Text segment:

# Wanting to buy e-scrap



## moose7802 (Sep 19, 2013)

I am looking to buy e-scrap in small lots for about $100 dollars a transaction as I do not have access to e-scrap on a regular basis. I have bought many items off of ebay but the prices are just getting ridiculous on there. I don't understand how people are paying so much for stuff, there isn't even enough gold in the items they are buying to justify the prices. I don't know what is going on but for some reason the prices lately have just been crazy and not even worth buying. I don't know if this is allowed on the forum to ask to purchase scrap but if its not please just remove this thread and please don't ban me!! Feel free to PM me or post on here what you have to sell. I am just a small at home hobbyist looking to learn a new trade and have a shinny little piece of gold once I'm done. Thank you for reading this and hope to hear from someone.


----------



## jimdoc (Sep 19, 2013)

moose7802 said:


> I am looking to buy e-scrap in small lots for about $100 dollars a transaction as I do not have access to e-scrap on a regular basis. I have bought many items off of ebay but the prices are just getting ridiculous on there. I don't understand how people are paying so much for stuff, there isn't even enough gold in the items they are buying to justify the prices. I don't know what is going on but for some reason the prices lately have just been crazy and not even worth buying. I don't know if this is allowed on the forum to ask to purchase scrap but if its not please just remove this thread and please don't ban me!! Feel free to PM me or post on here what you have to sell. I am just a small at home hobbyist looking to learn a new trade and have a shinny little piece of gold once I'm done. Thank you for reading this and hope to hear from someone.




You may be better off just buying gold. Getting started on a small scale you have to accumulate the equipment, chemicals as well as safety equipment. I get all my scrap for free, and buy gold and silver bars or coins when ever I can. And I have everything needed to refine scrap myself, it just isn't worth it sometimes.

Jim


----------



## moose7802 (Sep 19, 2013)

I have already started refining myself. I get a very good deal on chems since I have a friend that works for a college and gets me the chems very cheap. I am wanting to refine myself due to the fact that I don"t trust hardly anybody anymore and have seen to many fake bars going around. So if I refine it myself I know what I am getting. I would rather purchase scrap at a reasonable price and recover/refine it myself than buy fake PM's.


----------



## Pantherlikher (Sep 19, 2013)

moose7802 wrote:

Try putting ads in the local papers. Like taking your e-scrap for recycling. Even offer what you could pay for items. Local free web sites like Craigs list you can place ads. Ask people you know about thier's as well as finding contacts in local businesses to see if you can get. 

My local scrappers just toss computers in with thier light steel and only get 7 cents a pound. Most wont respond when I contact them to pay better as they only get 1 here and there. But I'm still plugging away at asking. I have several people that collect it but don't know what to do with it. So I made them an offer. 3-4 said when they get alot, they'll let me know.

B.S.
Use your $$$ on advertising might be better spent.

Brief 1:
Could you set down, word for word, the part of the e-scrap thread starting at "I have already" and ending at "you can get."?

(Records from a data source)

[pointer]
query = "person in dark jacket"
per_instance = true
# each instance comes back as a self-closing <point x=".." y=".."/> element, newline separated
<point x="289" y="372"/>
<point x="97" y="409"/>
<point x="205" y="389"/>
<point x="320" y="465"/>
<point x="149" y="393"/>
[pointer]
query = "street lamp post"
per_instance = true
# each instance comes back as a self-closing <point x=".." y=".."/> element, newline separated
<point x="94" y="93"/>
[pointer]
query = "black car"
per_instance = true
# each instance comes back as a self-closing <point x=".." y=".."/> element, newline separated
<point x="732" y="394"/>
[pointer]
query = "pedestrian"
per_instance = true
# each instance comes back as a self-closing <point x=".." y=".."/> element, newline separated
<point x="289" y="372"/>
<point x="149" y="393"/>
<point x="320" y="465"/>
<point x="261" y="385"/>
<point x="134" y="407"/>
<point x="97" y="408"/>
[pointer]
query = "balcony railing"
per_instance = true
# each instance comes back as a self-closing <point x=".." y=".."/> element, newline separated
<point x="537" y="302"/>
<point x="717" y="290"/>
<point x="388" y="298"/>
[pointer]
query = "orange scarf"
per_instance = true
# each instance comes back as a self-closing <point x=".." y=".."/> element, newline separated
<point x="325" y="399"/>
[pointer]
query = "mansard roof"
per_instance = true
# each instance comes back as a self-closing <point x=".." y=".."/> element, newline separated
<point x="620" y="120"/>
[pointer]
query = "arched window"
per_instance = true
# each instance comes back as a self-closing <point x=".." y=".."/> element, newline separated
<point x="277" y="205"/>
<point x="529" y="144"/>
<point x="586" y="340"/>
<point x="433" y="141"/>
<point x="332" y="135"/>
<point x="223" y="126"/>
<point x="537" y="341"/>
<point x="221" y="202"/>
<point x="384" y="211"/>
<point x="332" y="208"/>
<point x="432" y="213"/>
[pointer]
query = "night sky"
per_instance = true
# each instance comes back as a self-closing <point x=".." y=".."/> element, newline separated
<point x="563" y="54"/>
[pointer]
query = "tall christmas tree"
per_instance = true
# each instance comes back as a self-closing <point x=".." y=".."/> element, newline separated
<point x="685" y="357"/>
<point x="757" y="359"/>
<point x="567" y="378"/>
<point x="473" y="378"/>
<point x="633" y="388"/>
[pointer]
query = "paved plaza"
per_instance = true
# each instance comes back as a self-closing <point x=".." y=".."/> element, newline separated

Brief 2:
Which lines of the listing contain the string "query", matching case exactly? Copy each of those lines.

Worked solution 1:
I have already started refining myself. I get a very good deal on chems since I have a friend that works for a college and gets me the chems very cheap. I am wanting to refine myself due to the fact that I don"t trust hardly anybody anymore and have seen to many fake bars going around. So if I refine it myself I know what I am getting. I would rather purchase scrap at a reasonable price and recover/refine it myself than buy fake PM's.


----------



## Pantherlikher (Sep 19, 2013)

moose7802 wrote:

Try putting ads in the local papers. Like taking your e-scrap for recycling. Even offer what you could pay for items. Local free web sites like Craigs list you can place ads. Ask people you know about thier's as well as finding contacts in local businesses to see if you can get.

Worked solution 2:
query = "person in dark jacket"
query = "street lamp post"
query = "black car"
query = "pedestrian"
query = "balcony railing"
query = "orange scarf"
query = "mansard roof"
query = "arched window"
query = "night sky"
query = "tall christmas tree"
query = "paved plaza"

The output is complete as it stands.